#### Set exercise
Set out every one of the items below as a numbered list, leaving out any blank lines.

#### Data supplied
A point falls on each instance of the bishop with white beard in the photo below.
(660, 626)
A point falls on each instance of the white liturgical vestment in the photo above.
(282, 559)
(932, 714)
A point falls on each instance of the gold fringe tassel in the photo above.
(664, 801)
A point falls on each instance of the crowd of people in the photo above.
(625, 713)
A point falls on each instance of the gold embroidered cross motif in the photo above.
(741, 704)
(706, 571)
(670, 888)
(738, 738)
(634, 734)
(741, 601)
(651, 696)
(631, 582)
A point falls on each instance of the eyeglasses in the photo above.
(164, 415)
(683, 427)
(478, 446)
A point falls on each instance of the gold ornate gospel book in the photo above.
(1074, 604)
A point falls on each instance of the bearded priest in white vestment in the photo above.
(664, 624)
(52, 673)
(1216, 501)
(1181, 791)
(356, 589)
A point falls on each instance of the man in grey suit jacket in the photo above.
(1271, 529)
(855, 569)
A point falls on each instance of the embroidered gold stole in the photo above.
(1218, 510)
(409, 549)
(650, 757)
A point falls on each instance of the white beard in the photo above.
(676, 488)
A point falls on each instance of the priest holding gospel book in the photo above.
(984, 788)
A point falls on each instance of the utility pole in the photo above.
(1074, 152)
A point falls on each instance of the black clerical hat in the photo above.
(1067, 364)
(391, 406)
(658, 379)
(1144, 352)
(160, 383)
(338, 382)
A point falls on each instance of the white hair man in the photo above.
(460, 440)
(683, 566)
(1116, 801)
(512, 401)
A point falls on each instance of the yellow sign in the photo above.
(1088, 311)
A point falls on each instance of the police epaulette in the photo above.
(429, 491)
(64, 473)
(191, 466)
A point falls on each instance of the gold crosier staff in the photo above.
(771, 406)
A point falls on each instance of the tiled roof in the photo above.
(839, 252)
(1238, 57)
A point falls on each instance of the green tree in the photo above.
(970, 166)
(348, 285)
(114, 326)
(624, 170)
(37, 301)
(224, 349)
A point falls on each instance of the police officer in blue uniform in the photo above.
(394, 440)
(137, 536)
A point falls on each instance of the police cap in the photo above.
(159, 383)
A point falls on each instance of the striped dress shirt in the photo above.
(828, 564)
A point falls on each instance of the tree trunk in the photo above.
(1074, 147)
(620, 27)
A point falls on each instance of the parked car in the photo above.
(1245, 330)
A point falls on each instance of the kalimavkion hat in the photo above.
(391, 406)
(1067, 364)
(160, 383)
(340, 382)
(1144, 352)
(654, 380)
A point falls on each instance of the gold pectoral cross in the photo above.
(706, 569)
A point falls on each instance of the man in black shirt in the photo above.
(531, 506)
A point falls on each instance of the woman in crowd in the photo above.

#### Exercise answer
1. A point falls on each instance of the bishop with white beard in the photo below.
2. (660, 626)
3. A point falls on each instance of the white liturgical vestment in the photo above.
4. (282, 559)
5. (932, 714)
6. A point falls on each instance of the gold fringe tassel in the photo above.
7. (664, 801)
8. A point falls on each instance of the crowd of people in the photo above.
9. (625, 713)
10. A point falls on each instance of the gold embroidered cross motif in the photo above.
11. (741, 704)
12. (706, 571)
13. (670, 888)
14. (738, 738)
15. (634, 734)
16. (741, 601)
17. (651, 696)
18. (631, 582)
19. A point falls on each instance of the eyeglasses in the photo above.
20. (164, 415)
21. (683, 427)
22. (478, 446)
23. A point falls on each instance of the gold ornate gospel book in the photo above.
24. (1074, 604)
25. A point falls on each instance of the bearded priest in white vestment in the photo above.
26. (664, 624)
27. (52, 673)
28. (1216, 501)
29. (1181, 791)
30. (356, 589)
31. A point falls on each instance of the man in grey suit jacket in the photo above.
32. (1271, 529)
33. (855, 569)
34. A point falls on each instance of the embroidered gold stole in the photo above.
35. (1218, 510)
36. (409, 549)
37. (650, 757)
38. A point falls on each instance of the white beard in the photo above.
39. (676, 488)
40. A point falls on each instance of the priest holding gospel book in the photo above.
41. (984, 788)
42. A point falls on each instance of the utility pole in the photo above.
43. (1074, 152)
44. A point falls on each instance of the black clerical hat in the photo above.
45. (1067, 364)
46. (391, 406)
47. (658, 379)
48. (1144, 352)
49. (160, 383)
50. (338, 382)
51. A point falls on each instance of the white hair man in the photo above.
52. (460, 440)
53. (683, 566)
54. (1116, 801)
55. (512, 401)
56. A point falls on each instance of the yellow sign in the photo above.
57. (1088, 311)
58. A point falls on each instance of the police epaulette in the photo above.
59. (429, 491)
60. (64, 473)
61. (191, 466)
62. A point falls on each instance of the gold crosier staff in the photo above.
63. (771, 406)
64. A point falls on each instance of the tiled roof in the photo above.
65. (839, 252)
66. (1238, 57)
67. A point falls on each instance of the green tree in the photo above.
68. (970, 166)
69. (348, 285)
70. (114, 326)
71. (624, 170)
72. (37, 301)
73. (224, 349)
74. A point falls on each instance of the police officer in blue uniform in the photo above.
75. (394, 440)
76. (137, 536)
77. A point falls on each instance of the police cap in the photo above.
78. (159, 383)
79. A point falls on each instance of the striped dress shirt in the photo above.
80. (828, 564)
81. A point falls on each instance of the tree trunk in the photo above.
82. (1074, 147)
83. (620, 27)
84. A point falls on each instance of the parked car in the photo above.
85. (1245, 330)
86. A point falls on each instance of the kalimavkion hat in the photo above.
87. (391, 406)
88. (1067, 364)
89. (160, 383)
90. (340, 382)
91. (1144, 352)
92. (654, 380)
93. A point falls on each instance of the gold pectoral cross in the photo above.
94. (706, 569)
95. A point falls on each instance of the man in black shirt in the photo above.
96. (531, 506)
97. A point falls on each instance of the woman in crowd in the photo above.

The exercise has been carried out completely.